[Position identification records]
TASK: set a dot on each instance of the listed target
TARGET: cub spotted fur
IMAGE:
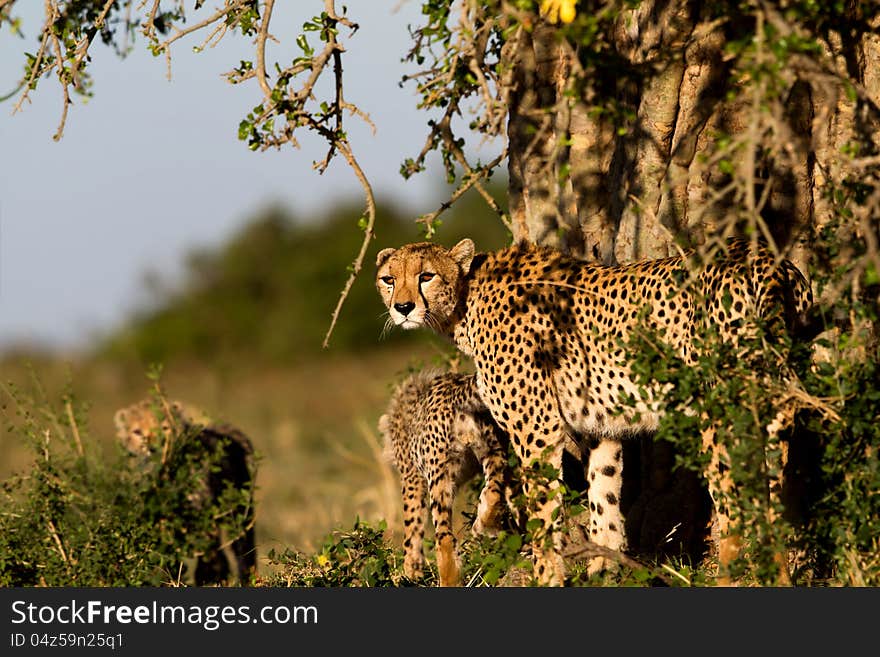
(222, 456)
(544, 331)
(434, 427)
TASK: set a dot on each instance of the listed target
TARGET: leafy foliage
(80, 519)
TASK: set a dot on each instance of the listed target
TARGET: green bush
(83, 518)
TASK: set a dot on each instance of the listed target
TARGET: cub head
(420, 283)
(142, 427)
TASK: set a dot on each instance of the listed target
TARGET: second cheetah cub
(434, 427)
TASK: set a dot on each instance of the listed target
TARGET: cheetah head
(141, 427)
(420, 283)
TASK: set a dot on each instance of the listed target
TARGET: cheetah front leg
(605, 477)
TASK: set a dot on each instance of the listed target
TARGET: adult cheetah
(435, 427)
(220, 455)
(544, 331)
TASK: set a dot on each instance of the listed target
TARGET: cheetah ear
(463, 254)
(383, 255)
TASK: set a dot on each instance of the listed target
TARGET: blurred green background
(239, 336)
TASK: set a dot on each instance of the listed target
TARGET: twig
(73, 427)
(261, 47)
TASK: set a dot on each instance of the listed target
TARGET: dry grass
(314, 425)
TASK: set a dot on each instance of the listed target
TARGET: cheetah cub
(221, 457)
(435, 430)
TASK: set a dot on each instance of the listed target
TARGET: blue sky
(148, 168)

Stated exercise:
Pick out every line in the records that contains the string "green" and copy each one. Case counts.

Worked answer:
TARGET: green bush
TARGET: blurred green background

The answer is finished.